[BEGIN PAGE]

Don’t forget to laugh. Really.
DON’t forget to laugh. Really.
When was the last time you REALLY laughed? A deep belly laugh that maybe included a snort or two? If you haven’t laughed - if you haven’t allowed yourself to laugh - this is your reminder to do it. We tend to feel that the things that are the best for us in life are really heavy and intense - I know I probably feed into this belief by constantly telling everyone how the most self-loving things we can do for ourselves are often the hardest and the stickiest. But what if, right now, the most self-loving thing you can do is be utterly ridiculous? Let go? Release the heaviness and just LAUGH YOUR FACE OFF? If you hang in with me for a few minutes, that’s what I’m going to talk about today. And, I’m going to tell you how I found my laughter thanks to a naked Jennifer Lawrence and a pair of neon orange booty shorts.
Here are two reasons to let yourself laugh and two ways to cultivate laughter - even in the middle of sticky, icky times - and two tips for cultivating laughter when it feels really hard to do it.
Reason One: Laughter reminds you that you’re going to be OK, even if you don’t really feel like it.
Sometimes life sucks. It's heavy. The world is going through shit (as many of us are feeling right now) and things can happen in our personal lives that are overwhelming. Grief. Death. Loss. Confusion.
When this happens, laughter can feel like the LAST thing we want to do - it can feel inaccessible, make us feel guilty, and like we are betraying the severity of what is happening. Laughter is not betrayal. Laughter is hope.
Even in the darkest of dark feelings, we are allowed to feel hope. We are allowed to smile. We are not turning our backs on pain when we also make room for joy. Birth and death. Ying and yang. The two can coexist at the same time, in the same heart. In fact, allowing laughter to flow through you can make it easier for you to weather through the hard stuff. Laughter will remind you that there is light at the end of the tunnel - even if the tunnel feels very long and very dark.
Reason Two: Laughter creates connection.
When we’re going through shit, it’s very natural to isolate ourselves. To step back. To not want to be around people. To assume nobody understands us. It can feel SO lonely. I know. I get it. I am really guilty of this myself.

[END PAGE]
[BEGIN RECORD LIST]

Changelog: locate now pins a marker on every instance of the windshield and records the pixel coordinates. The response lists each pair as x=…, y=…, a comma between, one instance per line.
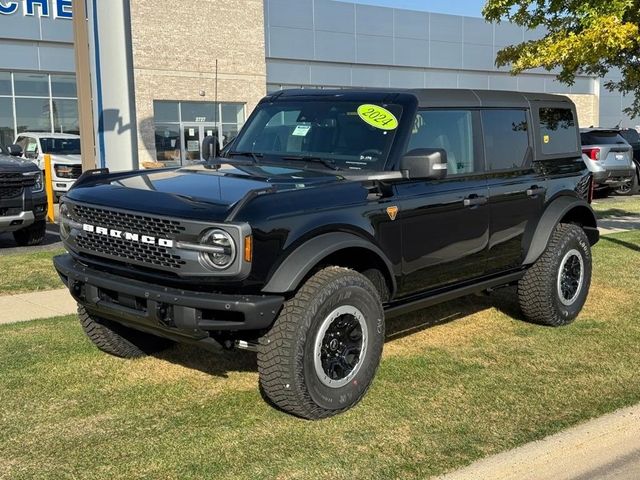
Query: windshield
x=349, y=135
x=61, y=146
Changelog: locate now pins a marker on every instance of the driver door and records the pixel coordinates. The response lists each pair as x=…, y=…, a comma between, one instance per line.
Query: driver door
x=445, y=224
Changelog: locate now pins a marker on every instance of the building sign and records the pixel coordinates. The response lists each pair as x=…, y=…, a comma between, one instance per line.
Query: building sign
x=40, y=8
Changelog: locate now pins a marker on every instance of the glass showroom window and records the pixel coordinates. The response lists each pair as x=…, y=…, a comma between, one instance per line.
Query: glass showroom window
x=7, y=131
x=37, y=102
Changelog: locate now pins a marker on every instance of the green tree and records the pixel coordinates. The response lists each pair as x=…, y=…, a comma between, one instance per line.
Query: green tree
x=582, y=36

[END RECORD LIST]

● **WORK TO DO**:
A) Name each overwhelming thing that the piece on laughter above lists as one-word sentences right after its remark about our personal lives.
B) Repeat word for word the stretch of the piece on laughter above from "Even in the darkest" through "and very dark.".

● **OUTPUTS BY TASK**:
A)
Grief
Death
Loss
Confusion

B)
Even in the darkest of dark feelings, we are allowed to feel hope. We are allowed to smile. We are not turning our backs on pain when we also make room for joy. Birth and death. Ying and yang. The two can coexist at the same time, in the same heart. In fact, allowing laughter to flow through you can make it easier for you to weather through the hard stuff. Laughter will remind you that there is light at the end of the tunnel - even if the tunnel feels very long and very dark.